Polislere ne anlattığıma ilk önce gelmek istiyorum, çünkü polislere anlattığımız konuların başlıkları hiçbir şekilde benim kişisel bilgilerim değil. Tamamıyla Kuran-ı Kerim'de geçen bazı ayetlerle, oradaki hocalarımızın hazırladığı bir kitapçık hazırlattık ve bu kitapçığın içinde Hazreti İsa hakkındaki düşüncelerimiz, hayvan hakları, insan hakları, komşu hakları, bizim bir Müslüman olarak nelere inandığımızı gösterebilmek için küçük kitapçıklar hazırladım ve ben her akademiden mezun olan polislere toplu olarak, 800 kişilik bir konferans verildi. Benim alanım 40 dakika ve ben 40 dakika orada biz Müslümanlar bunlara inanıyoruz, namaz kılıyoruz. Bazen arabanın önünde, kaputun önünde işte, namaz kılarken gördüğünüz bir Müslüman herhangi bir hazırlık içerisinde değil, sadece ibadeti gereği beş vakitten birini geçirmemek için namaz kılıyor.

» **Veri kümesi satırları**
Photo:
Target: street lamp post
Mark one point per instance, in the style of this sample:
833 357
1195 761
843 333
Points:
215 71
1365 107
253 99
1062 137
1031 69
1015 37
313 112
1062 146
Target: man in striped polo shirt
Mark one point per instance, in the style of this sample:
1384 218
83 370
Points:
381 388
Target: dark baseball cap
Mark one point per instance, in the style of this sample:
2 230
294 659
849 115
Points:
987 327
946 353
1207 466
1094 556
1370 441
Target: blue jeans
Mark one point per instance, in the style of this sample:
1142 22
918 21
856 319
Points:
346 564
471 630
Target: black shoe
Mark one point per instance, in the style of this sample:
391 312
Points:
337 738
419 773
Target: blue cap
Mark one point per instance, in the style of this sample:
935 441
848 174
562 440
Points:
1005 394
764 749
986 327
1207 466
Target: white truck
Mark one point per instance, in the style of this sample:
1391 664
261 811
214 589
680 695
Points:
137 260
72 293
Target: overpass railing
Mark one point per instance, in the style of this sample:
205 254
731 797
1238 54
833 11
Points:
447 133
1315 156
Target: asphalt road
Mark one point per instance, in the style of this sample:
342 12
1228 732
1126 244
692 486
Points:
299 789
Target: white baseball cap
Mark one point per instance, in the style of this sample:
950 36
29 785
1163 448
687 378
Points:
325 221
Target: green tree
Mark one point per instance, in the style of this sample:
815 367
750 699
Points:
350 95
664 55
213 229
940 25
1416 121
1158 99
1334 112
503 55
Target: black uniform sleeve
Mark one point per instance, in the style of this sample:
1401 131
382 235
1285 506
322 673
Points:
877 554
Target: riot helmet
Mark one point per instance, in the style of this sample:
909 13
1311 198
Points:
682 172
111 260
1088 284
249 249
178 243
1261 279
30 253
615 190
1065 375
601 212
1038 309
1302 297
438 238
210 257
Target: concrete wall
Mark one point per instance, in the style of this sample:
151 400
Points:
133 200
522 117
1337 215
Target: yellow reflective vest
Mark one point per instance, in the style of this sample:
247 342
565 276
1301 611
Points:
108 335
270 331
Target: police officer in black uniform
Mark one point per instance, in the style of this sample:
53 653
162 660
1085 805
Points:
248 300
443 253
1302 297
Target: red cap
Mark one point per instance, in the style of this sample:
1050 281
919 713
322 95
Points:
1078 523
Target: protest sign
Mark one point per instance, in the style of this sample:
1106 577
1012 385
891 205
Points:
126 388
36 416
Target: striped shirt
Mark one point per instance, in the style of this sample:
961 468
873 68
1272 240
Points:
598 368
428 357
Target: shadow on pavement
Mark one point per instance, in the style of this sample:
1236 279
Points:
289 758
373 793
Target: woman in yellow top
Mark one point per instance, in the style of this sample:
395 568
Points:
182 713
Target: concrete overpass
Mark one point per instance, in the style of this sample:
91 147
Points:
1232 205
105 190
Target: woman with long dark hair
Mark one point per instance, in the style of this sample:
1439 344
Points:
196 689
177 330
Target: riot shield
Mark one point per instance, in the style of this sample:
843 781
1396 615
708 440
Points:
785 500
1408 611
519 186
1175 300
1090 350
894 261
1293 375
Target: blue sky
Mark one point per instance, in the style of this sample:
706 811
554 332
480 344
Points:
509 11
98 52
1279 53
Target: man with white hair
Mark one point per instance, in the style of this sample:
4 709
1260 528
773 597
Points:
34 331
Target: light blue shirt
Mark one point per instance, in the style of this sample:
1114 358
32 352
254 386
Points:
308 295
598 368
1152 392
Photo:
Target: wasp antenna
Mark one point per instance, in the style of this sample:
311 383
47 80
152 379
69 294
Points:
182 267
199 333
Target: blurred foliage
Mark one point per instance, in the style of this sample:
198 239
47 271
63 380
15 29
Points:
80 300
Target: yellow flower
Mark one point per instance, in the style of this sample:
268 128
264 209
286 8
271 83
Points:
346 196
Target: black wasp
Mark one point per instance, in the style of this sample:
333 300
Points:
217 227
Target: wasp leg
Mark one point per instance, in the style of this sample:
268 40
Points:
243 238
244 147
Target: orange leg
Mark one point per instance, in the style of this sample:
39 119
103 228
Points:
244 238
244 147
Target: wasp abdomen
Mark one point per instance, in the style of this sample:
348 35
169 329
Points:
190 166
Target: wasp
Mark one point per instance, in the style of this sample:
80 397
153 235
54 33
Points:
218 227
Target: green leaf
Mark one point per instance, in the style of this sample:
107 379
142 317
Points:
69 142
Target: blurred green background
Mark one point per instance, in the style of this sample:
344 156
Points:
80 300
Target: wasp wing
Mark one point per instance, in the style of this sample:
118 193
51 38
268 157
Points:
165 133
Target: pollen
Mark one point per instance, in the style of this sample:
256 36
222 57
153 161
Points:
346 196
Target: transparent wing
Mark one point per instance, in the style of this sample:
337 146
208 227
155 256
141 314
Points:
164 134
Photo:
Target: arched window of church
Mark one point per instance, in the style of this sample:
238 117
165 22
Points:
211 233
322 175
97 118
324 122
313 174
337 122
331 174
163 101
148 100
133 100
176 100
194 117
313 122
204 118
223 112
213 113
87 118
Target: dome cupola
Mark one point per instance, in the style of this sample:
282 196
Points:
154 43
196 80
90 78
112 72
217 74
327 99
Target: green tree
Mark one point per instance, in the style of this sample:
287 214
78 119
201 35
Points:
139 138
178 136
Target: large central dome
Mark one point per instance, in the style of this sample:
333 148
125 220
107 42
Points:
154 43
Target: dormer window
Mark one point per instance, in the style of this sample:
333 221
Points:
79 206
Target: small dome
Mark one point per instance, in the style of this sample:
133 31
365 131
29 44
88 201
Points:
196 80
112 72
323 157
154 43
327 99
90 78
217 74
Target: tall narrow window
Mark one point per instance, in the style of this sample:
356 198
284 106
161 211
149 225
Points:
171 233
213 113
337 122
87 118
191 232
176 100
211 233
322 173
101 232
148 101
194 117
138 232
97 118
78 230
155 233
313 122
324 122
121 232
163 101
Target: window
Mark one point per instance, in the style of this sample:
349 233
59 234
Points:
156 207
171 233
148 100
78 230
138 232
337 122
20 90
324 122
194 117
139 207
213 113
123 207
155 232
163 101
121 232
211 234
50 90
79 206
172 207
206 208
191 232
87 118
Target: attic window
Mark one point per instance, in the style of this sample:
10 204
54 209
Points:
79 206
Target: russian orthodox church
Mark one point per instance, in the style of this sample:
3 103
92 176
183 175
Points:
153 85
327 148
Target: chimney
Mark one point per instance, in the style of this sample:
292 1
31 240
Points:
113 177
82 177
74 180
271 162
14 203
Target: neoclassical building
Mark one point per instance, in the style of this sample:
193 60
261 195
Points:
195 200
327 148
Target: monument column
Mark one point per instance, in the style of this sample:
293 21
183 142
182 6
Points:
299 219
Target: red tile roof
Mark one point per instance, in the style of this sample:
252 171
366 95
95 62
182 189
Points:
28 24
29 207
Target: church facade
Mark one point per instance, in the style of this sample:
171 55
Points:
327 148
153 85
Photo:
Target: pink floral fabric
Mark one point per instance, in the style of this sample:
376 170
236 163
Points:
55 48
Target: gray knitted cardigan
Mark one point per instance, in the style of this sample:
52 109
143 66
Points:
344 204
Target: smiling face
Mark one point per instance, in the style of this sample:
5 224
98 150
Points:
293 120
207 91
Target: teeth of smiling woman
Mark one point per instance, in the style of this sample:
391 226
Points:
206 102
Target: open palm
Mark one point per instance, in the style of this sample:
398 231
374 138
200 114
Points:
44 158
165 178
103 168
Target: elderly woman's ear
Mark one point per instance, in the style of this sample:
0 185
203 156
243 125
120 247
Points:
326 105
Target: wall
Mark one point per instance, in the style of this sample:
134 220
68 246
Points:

» **Çalışma yönergeleri**
1/ Çıkarılan metinde "Polislere ne anlattığıma" sözleriyle başlayıp "için namaz kılıyor." sözleriyle biten bölümü hiçbir değişiklik yapmadan tekrarlayın.
2/ Çıkarılan metindeki "Polislere ne anlattığıma ilk önce gelmek istiyorum, çünkü polislere anlattığımız konuların başlıkları hiçbir şekilde benim kişisel bilgilerim değil." cümlesini İngilizceye çevirin.
3/ Çıkarılan metnin devamını, son cümlesinden sonra gelecek kısmı yazarak getirin.

» **Problemlerin cevapları**
1/
Polislere ne anlattığıma ilk önce gelmek istiyorum, çünkü polislere anlattığımız konuların başlıkları hiçbir şekilde benim kişisel bilgilerim değil. Tamamıyla Kuran-ı Kerim'de geçen bazı ayetlerle, oradaki hocalarımızın hazırladığı bir kitapçık hazırlattık ve bu kitapçığın içinde Hazreti İsa hakkındaki düşüncelerimiz, hayvan hakları, insan hakları, komşu hakları, bizim bir Müslüman olarak nelere inandığımızı gösterebilmek için küçük kitapçıklar hazırladım ve ben her akademiden mezun olan polislere toplu olarak, 800 kişilik bir konferans verildi. Benim alanım 40 dakika ve ben 40 dakika orada biz Müslümanlar bunlara inanıyoruz, namaz kılıyoruz. Bazen arabanın önünde, kaputun önünde işte, namaz kılarken gördüğünüz bir Müslüman herhangi bir hazırlık içerisinde değil, sadece ibadeti gereği beş vakitten birini geçirmemek için namaz kılıyor.

2/ I want to come first to what I told the police, because the headings of the topics we told the police about are in no way my own personal knowledge.

3/
Onu yapacaktır diyerek, işte mutlaka bir Müslümanın evine girdiğiniz zaman eğer ki kadın farz-ı misal, kapıyı tam açtı baktı ki polis var, hemen kapıyı kapatınca, bu demek değildir ki size karşı bir şey hazırlıyor. Kocası geleceğini düşünerek başı açık belki yakalandı, kafasını kapatması için bir zaman süre verin, heyecan yapmayın, sinirlenmeyin. Yani polislerin Müslümanlarla o anda ki interaktifliğini, çünkü bazen de Hintlilerin girdikleri türban şeklinde ki kıyafetini Müslüman kıyafetiyle kıyaslayıp da Hintlilere de saldırı oldu. İşte o yüzden biz sadece Müslümanlıktan da ziyade tüm diğer toplum, göçmenlerle birlikte birçok konferanslar düzenledik. İşte ben 2006'dan sonra atamam yapılıp akademiye gittim,bir akademimiz var. Orada size emniyetin bütün sistemini öğretiyorlar. Sonra beni de alıp emniyet müdürünün Müslümanlardan sorumlu toplum koordinatörü olarak, teğmen olarak sivil teğmen olarak başladığım zaman, tabii ki rozetini veriyor, arabanı veriyor, ceketini veriyor, "Hadi Erhan güç sende" diyor. Bütün New York'taki Müslüman grupların koordinasyonunu yapıyorsunuz. Sokakta size karşı bir mücadele olduğu zaman oraya müdahale ediyorsunuz. İşte her türlü aktivite, size raporlar geliyor. İşte Erhan bu konuda ne düşünüyorsun, bu konuda ne bilgin var?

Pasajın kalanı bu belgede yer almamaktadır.